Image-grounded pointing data

.....

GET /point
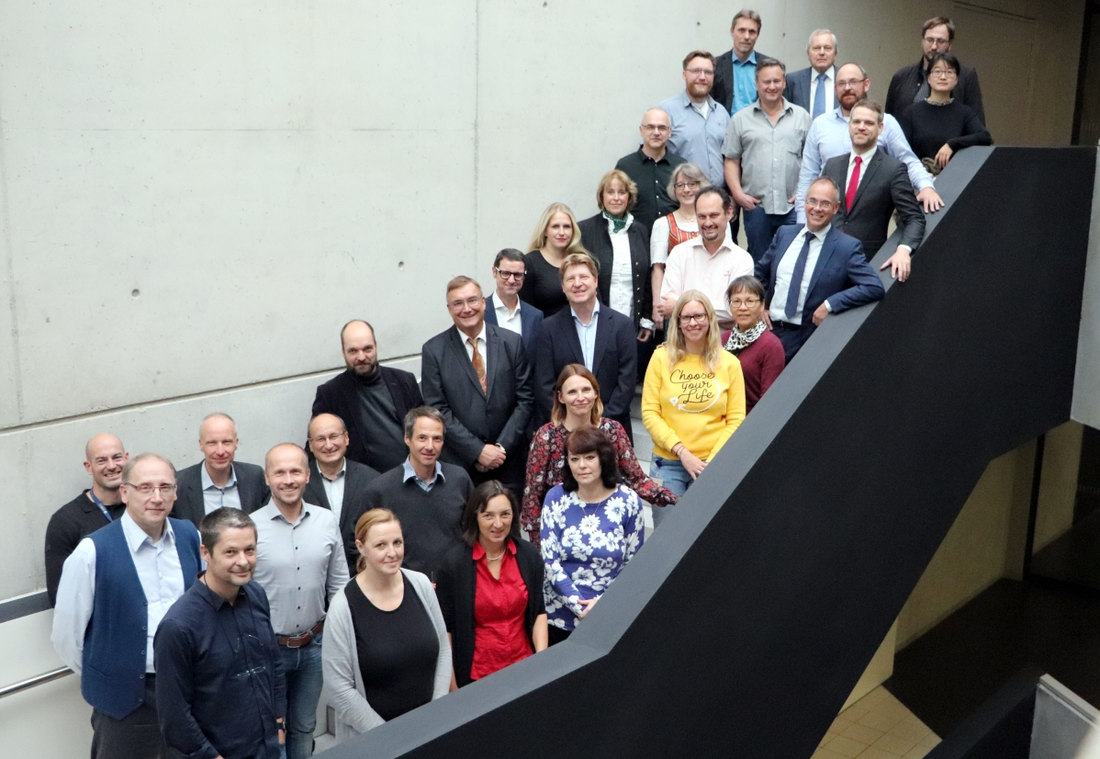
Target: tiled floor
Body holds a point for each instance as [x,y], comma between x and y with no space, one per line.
[878,726]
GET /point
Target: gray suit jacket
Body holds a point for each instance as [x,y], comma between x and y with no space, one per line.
[883,187]
[475,417]
[356,477]
[250,485]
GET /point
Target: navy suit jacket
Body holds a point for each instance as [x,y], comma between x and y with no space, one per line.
[615,361]
[530,322]
[840,276]
[251,486]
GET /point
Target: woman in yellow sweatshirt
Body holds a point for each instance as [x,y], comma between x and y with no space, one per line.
[693,398]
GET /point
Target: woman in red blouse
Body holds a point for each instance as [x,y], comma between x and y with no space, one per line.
[576,404]
[491,590]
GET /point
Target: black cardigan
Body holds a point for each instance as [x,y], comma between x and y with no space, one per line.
[596,240]
[455,587]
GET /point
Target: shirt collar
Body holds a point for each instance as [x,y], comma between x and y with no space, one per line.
[410,473]
[135,536]
[208,483]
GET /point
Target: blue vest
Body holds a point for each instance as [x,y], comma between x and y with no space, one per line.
[114,644]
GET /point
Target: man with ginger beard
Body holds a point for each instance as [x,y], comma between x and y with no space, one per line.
[372,399]
[300,564]
[101,504]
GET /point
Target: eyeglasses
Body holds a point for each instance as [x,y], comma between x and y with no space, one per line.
[147,490]
[518,276]
[321,439]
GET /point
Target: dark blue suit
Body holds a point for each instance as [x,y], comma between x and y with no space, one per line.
[840,276]
[530,322]
[615,361]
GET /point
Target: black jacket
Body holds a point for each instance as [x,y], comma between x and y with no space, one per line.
[457,586]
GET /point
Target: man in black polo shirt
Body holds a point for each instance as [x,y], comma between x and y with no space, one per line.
[651,168]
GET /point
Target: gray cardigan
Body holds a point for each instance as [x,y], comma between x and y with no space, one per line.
[343,682]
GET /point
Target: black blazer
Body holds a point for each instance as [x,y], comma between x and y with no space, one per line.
[883,187]
[356,477]
[457,587]
[906,83]
[723,90]
[615,361]
[530,322]
[189,504]
[594,237]
[475,417]
[338,394]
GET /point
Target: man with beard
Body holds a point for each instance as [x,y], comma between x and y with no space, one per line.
[220,684]
[300,565]
[105,457]
[371,399]
[828,138]
[708,262]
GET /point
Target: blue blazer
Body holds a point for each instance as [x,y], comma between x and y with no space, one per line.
[842,275]
[530,322]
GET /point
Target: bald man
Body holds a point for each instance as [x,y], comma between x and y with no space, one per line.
[650,167]
[219,480]
[103,459]
[300,565]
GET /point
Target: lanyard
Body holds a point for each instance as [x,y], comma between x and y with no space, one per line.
[95,499]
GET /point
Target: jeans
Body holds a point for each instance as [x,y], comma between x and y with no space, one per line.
[675,479]
[303,668]
[760,228]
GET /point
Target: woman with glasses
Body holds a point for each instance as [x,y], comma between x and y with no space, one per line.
[757,348]
[385,649]
[693,398]
[678,227]
[556,237]
[938,127]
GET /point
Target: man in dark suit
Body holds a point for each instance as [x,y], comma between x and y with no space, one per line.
[336,482]
[814,88]
[105,457]
[218,480]
[813,271]
[479,377]
[872,185]
[735,69]
[504,308]
[372,399]
[910,84]
[587,333]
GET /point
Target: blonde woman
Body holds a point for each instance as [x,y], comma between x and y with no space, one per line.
[693,398]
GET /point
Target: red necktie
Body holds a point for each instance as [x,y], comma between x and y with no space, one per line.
[849,197]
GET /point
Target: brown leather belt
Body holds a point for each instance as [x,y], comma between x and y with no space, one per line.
[303,639]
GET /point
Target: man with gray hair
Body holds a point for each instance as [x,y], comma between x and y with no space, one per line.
[650,167]
[220,683]
[814,88]
[219,480]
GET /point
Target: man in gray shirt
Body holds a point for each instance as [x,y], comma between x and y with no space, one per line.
[763,153]
[300,565]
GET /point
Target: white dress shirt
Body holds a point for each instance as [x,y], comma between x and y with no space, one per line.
[158,570]
[785,272]
[300,567]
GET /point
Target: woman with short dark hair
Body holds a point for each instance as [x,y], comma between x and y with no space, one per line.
[491,589]
[592,526]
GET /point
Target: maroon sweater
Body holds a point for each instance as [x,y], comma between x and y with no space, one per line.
[761,362]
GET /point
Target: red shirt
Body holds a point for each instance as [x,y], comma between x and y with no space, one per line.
[499,609]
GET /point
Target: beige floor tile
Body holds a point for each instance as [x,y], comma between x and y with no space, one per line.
[864,734]
[846,747]
[894,744]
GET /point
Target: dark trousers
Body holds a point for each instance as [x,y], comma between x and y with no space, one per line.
[135,736]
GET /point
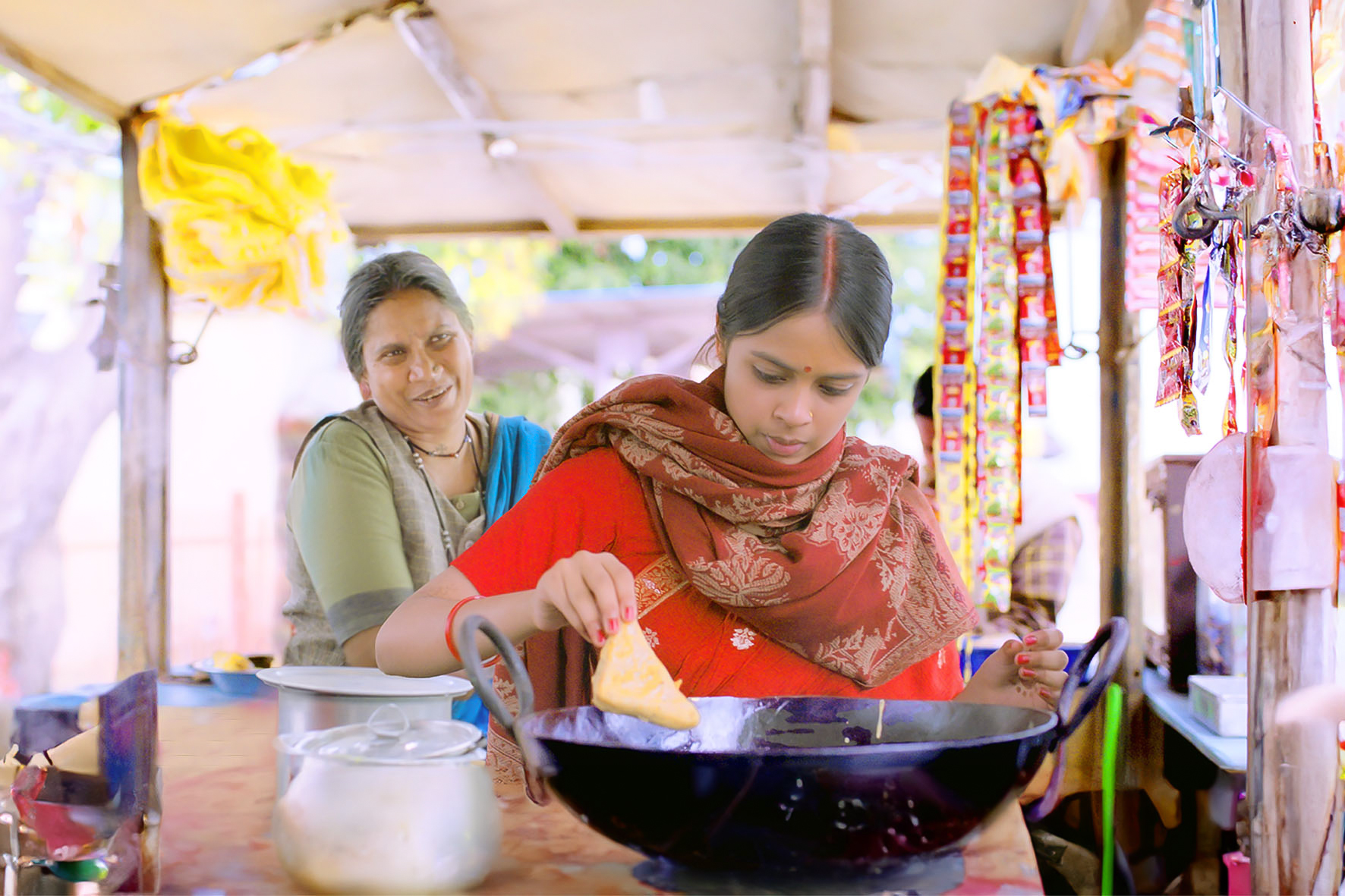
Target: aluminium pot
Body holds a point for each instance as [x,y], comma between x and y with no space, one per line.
[389,806]
[798,784]
[322,697]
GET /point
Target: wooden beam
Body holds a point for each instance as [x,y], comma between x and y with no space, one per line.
[814,111]
[607,228]
[58,81]
[1294,791]
[141,318]
[427,39]
[1120,494]
[1102,30]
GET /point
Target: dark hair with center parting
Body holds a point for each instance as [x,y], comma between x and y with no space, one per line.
[377,280]
[805,263]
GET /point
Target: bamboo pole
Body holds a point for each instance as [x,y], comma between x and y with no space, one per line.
[1120,492]
[1293,788]
[141,316]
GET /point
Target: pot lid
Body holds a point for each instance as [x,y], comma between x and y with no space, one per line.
[360,681]
[388,737]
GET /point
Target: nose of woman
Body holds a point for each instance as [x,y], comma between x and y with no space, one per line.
[794,408]
[423,366]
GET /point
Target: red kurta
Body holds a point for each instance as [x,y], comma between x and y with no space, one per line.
[594,502]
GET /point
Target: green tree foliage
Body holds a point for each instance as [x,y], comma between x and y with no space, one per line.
[637,261]
[503,278]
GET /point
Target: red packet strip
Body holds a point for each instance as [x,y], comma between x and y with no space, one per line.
[1189,337]
[1228,260]
[1170,353]
[1038,334]
[954,369]
[997,420]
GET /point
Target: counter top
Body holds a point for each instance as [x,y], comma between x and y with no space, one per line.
[219,782]
[1228,753]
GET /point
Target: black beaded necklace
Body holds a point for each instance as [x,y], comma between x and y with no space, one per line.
[467,440]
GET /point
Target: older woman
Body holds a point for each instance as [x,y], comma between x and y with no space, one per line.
[385,495]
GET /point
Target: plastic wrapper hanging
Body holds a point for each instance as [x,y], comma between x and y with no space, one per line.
[1003,266]
[1227,257]
[1172,358]
[954,374]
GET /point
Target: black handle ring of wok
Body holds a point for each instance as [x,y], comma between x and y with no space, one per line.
[465,642]
[1115,634]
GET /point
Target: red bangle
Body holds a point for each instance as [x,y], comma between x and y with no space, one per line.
[448,631]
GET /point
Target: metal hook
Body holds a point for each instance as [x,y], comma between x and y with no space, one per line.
[1184,123]
[1243,105]
[1191,206]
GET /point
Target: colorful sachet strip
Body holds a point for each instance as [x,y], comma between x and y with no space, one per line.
[997,334]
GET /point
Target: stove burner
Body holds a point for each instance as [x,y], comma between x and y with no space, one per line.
[934,872]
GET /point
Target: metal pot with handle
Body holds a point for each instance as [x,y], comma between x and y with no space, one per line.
[390,806]
[811,784]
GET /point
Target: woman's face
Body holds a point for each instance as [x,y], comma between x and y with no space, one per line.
[417,365]
[790,386]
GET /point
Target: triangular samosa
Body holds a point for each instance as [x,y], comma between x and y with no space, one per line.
[630,680]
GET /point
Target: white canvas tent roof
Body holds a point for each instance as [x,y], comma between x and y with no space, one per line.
[578,116]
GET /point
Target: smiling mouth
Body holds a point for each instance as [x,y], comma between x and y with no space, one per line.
[784,445]
[433,395]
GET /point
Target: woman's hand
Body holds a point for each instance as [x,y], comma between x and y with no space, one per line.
[1028,673]
[587,591]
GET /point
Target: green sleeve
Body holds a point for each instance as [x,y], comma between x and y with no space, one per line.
[345,522]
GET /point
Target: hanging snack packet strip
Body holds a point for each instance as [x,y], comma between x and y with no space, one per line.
[997,362]
[1032,221]
[954,373]
[1227,257]
[1337,308]
[1172,360]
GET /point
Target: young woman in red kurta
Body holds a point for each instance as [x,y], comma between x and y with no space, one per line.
[764,551]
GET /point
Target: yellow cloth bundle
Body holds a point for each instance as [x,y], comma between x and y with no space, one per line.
[241,222]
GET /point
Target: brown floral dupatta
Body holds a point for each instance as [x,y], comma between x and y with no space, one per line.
[838,558]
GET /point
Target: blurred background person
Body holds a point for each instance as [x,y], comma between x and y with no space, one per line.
[1047,541]
[385,495]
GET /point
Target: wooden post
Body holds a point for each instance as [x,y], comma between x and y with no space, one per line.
[141,316]
[1293,788]
[1120,494]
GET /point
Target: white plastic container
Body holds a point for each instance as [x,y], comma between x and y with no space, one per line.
[1221,703]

.....

__Work order__. All lines from the one with "Target: wooden post" through the end of the data must be repeated exactly, and nothing else may be repeated.

__Output for this task__.
Target: wooden post
Body holds a point for each instance as [x,y], comma between x and y with no space, one per line.
[141,316]
[1293,788]
[1120,494]
GET /point
Target: white plastic container
Body holds a point for each instance as [x,y], comma between x and y with no space, one per line.
[1221,703]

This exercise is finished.